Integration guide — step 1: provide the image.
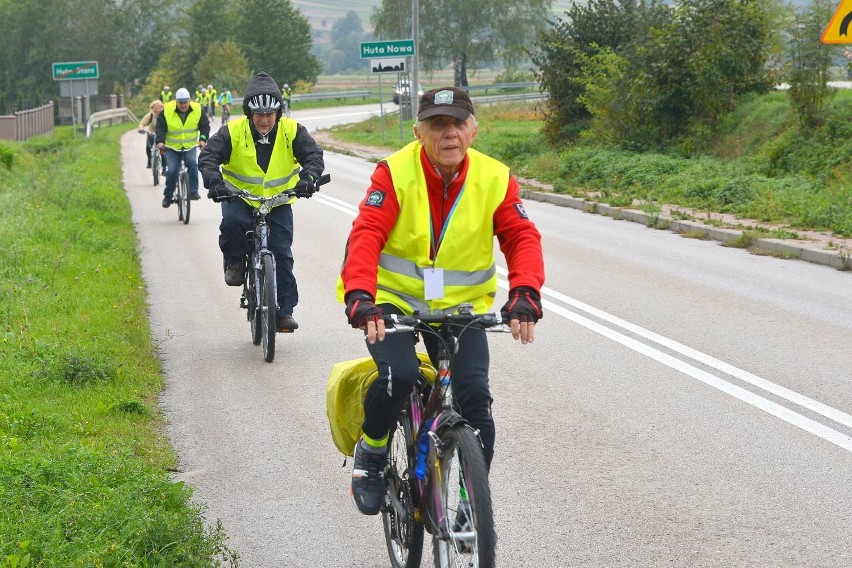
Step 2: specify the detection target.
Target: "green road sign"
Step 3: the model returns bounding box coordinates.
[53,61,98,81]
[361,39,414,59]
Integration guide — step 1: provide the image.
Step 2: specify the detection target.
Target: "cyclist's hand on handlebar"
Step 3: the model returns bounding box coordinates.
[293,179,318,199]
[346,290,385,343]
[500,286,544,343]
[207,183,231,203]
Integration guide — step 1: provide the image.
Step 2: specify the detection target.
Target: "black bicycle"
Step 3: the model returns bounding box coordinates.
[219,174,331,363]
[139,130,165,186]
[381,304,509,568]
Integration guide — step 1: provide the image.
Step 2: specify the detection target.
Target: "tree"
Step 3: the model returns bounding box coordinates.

****************************************

• _What is asked_:
In the entries from the start through the line containing "[361,39,414,59]", change "green road sign" to "blue road sign" and reproduce that span with nothing else altered. Leave the pictures out.

• _Solution for this task_:
Integration guide — step 1: provide the image.
Step 2: specify the detection target.
Target: "blue road sign"
Step 3: the model returns bounding box coordinates.
[53,61,98,81]
[361,39,414,59]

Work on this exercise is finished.